** start of Supplied text **

## Title: Digital Filtering for Atmel Mega32 (Version 2) Author: Bruce R. Land

### Introduction

Digital filtering is like auto racing: No matter how fast you can go, you would like to faster. This observation suggests that optimization of filtering algorithms for speed of execution is always in good taste. For 8-bit microcontrollers, with no floating point hardware, optimization of filtering requires tradeoffs between accuracy, ease of programming, and speed.

For ease of use and design, floating point arithmetic is the best. But when using the Atmel Mega32 microcontroller and Codevision C, a floating point multiply takes around 400 cycles and a floating add takes 120 cycles. For comparison of different techniques let's compare how many 2-pole infinite-impulse response (IIR) filters we can run in real time at an 8KHz sample rate. An 8KHz sample rate translates to 2000 cycles between samples at a maximum CPU clock rate of 16 MHz. As will be shown later, a 2-pole IIR filter requires five multiplies and four adds per sample for a total of 2480 floating point cycles. So at 8KHz sample rate we cannot even run one filter in real time using floating point arithmetic.

Going to the other extreme of simple 8-bit integer arithmetic, a one byte 8-bit by 8-bit multiply is performed in hardware in 2 cycles but takes a total of 8 cycles to fetch and store. An 8-bit add is about the same speed. We could run about 40 2-pole filters in real time, but an 8-bit format does not have the dynamic range necessary to build accurate filters. As we shall see, building accurate filters means subtracting two numbers which are almost equal, so 8-bit numbers suffer because so few bits are left after the subtraction.

A compromise is to use 16-bit fixed point arithmetic with 8-bits of integer and 8-bits of fraction (8:8 notation). As we shall see, a 16-bit fixed multiply-and-add (called a MAC operation) can be done in 24 cycles, including loading parameters. By the time registers are saved and restored in a C function call, the 2-pole IIR calculation takes 182 cycles. We can therefore perform about 11 filter operations per sample time! Accuracy is good enough for filters up to about 4-poles, but some care is needed. Narrow bandwidth may cause errors, the filter coefficients may need to be scaled, and actual filter response should always be measured. I chose 8:8 notation in spite of its accuracy limitations for three reasons: (1) It is very fast to compute. (2) We use 8:8 notation for other applications where a larger integer dynamic range is handy, specifically for video games. The integer part of the notation maps nicely into video pixels, while the 8-bit fraction is accurate enough to represent fractional pixel-change speeds. (3) The Matlab design tools that the students are used to using produce filter coefficients of up to +/-7 or so for some frequency ranges, but for smaller coefficients, it is easy to scale the Matlab-generated filter coefficients by 16 to increase fixed-point accuracy without changing the filter frequency response. Scaling required just one small change to the assembler filter code.

** end of Supplied text **
** start of Material provided **

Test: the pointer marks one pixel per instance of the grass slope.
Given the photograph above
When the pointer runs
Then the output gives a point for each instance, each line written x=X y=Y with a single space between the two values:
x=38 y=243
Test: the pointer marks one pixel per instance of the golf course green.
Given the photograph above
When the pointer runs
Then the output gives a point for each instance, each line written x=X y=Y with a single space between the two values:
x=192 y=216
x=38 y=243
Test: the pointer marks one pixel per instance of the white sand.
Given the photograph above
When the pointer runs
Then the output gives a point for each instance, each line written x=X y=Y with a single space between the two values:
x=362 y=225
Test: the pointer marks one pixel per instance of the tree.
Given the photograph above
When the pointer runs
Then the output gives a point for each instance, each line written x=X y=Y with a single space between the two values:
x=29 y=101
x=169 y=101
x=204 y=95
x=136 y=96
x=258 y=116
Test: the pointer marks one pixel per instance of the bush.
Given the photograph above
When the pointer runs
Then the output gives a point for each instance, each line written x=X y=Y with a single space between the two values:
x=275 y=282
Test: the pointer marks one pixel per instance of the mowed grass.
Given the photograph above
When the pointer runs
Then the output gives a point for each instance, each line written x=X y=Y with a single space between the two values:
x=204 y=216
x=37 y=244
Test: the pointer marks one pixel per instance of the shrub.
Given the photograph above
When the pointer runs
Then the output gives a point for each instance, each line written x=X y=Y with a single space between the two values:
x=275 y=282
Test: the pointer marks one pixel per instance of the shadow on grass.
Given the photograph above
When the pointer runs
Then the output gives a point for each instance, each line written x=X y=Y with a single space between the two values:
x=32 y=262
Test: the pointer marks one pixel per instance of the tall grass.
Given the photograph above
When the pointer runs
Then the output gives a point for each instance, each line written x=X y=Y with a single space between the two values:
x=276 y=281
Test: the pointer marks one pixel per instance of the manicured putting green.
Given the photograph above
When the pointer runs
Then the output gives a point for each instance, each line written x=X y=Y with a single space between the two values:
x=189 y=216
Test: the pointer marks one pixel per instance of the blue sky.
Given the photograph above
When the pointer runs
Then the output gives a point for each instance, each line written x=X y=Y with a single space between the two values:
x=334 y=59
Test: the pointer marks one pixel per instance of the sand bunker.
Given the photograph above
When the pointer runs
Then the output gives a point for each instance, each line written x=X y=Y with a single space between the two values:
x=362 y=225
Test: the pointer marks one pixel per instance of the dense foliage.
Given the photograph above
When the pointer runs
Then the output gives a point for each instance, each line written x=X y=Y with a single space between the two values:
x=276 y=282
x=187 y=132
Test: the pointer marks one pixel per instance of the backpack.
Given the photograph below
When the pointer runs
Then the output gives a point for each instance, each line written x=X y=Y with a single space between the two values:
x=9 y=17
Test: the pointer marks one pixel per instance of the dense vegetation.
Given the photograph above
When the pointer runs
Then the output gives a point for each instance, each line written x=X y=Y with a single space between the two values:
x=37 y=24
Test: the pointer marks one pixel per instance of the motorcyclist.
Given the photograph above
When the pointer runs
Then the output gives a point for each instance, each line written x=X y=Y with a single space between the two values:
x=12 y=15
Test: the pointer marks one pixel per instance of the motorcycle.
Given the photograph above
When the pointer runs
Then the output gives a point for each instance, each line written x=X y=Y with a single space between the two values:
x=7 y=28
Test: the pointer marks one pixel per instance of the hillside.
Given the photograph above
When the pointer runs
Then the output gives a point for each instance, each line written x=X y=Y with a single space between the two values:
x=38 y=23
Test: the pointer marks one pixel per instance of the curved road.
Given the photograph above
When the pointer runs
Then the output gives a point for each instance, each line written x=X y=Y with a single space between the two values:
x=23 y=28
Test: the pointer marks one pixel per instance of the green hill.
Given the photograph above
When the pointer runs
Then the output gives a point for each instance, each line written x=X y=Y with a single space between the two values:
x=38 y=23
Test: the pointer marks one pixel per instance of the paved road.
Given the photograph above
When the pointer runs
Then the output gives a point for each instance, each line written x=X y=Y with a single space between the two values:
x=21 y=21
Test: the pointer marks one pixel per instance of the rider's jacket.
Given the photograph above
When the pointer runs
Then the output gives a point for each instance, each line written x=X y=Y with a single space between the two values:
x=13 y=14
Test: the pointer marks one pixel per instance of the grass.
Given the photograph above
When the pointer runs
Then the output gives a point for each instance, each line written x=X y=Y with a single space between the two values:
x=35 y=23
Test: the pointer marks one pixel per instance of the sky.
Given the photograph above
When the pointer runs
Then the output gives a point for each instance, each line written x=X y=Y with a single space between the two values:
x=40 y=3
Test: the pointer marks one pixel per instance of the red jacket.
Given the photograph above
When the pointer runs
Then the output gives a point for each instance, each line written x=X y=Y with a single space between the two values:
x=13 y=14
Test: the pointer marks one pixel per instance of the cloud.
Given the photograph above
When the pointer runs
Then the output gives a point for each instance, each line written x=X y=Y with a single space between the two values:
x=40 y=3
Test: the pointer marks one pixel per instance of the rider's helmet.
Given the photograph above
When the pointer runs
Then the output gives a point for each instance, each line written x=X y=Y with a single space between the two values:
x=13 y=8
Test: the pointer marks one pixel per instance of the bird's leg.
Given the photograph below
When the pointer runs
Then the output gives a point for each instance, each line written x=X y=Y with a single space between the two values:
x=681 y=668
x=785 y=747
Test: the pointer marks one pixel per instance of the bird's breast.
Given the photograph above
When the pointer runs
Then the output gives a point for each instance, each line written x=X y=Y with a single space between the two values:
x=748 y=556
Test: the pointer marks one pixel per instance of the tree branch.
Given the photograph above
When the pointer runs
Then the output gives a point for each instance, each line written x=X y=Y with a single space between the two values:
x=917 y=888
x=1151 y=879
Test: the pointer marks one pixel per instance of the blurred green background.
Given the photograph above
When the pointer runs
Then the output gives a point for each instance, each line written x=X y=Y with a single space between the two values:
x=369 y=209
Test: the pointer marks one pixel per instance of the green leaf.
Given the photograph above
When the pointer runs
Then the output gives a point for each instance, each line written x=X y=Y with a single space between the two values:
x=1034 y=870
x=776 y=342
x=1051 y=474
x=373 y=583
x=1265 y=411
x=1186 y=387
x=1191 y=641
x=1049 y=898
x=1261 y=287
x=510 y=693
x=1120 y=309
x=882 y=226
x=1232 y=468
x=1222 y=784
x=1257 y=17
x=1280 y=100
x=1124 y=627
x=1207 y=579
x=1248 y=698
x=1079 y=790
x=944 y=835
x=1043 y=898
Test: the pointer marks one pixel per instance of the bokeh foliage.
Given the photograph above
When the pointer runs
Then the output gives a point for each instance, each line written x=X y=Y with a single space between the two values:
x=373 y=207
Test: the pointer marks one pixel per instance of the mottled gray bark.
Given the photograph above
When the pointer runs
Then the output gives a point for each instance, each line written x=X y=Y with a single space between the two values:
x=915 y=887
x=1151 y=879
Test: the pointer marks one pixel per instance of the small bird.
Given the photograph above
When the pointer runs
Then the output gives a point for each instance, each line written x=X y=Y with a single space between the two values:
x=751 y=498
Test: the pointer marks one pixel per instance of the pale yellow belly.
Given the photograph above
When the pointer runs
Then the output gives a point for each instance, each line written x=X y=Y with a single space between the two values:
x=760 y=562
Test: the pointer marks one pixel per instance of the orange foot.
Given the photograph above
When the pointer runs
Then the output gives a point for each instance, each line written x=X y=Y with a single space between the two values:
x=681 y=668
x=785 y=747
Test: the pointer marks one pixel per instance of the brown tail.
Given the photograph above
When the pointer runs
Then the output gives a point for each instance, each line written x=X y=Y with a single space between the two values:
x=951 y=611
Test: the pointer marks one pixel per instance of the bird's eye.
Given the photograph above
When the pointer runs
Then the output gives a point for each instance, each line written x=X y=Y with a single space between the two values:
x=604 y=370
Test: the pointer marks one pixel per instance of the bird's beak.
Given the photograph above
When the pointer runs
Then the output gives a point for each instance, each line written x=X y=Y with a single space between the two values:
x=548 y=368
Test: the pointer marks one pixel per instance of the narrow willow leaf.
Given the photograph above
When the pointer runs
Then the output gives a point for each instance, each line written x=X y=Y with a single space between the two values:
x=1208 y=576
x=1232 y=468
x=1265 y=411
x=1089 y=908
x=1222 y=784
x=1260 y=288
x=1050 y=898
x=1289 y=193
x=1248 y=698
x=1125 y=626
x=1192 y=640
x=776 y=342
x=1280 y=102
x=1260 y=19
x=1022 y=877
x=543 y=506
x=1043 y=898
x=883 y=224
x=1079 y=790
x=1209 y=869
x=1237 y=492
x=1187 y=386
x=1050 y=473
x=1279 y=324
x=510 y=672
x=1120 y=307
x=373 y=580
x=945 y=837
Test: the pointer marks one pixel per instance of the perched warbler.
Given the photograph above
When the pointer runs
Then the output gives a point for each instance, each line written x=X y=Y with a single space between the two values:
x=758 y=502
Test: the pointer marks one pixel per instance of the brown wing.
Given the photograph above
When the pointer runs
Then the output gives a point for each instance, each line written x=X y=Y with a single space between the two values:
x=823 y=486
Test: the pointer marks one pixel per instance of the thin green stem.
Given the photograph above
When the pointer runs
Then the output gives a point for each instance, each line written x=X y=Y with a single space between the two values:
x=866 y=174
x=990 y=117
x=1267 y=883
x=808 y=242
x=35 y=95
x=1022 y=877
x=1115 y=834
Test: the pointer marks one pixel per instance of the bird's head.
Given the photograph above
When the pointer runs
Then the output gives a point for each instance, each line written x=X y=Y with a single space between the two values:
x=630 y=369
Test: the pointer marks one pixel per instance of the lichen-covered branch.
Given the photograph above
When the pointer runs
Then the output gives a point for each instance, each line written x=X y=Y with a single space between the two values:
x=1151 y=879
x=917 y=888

** end of Material provided **

Set tasks =
1. According to the article on digital filtering, about how many cycles does a floating point multiply take on the Atmel Mega32 with Codevision C?
2. Rewrite the listing, beginning at the line that contains "Test: the pointer marks one pixel per instance of the perched" and stopping after the line that contains "x=630 y=369". Reproduce every line in that span, and increase each x and y coordinate in the answers by 60.

Answers to the problems =
1. Around 400 cycles.

2.
Test: the pointer marks one pixel per instance of the perched warbler.
Given the photograph above
When the pointer runs
Then the output gives a point for each instance, each line written x=X y=Y with a single space between the two values:
x=818 y=562
Test: the pointer marks one pixel per instance of the brown wing.
Given the photograph above
When the pointer runs
Then the output gives a point for each instance, each line written x=X y=Y with a single space between the two values:
x=883 y=546
Test: the pointer marks one pixel per instance of the thin green stem.
Given the photograph above
When the pointer runs
Then the output gives a point for each instance, each line written x=X y=Y with a single space between the two values:
x=926 y=234
x=1050 y=177
x=1327 y=943
x=868 y=302
x=95 y=155
x=1082 y=937
x=1175 y=894
Test: the pointer marks one pixel per instance of the bird's head.
Given the photograph above
When the pointer runs
Then the output gives a point for each instance, each line written x=X y=Y with a single space between the two values:
x=690 y=429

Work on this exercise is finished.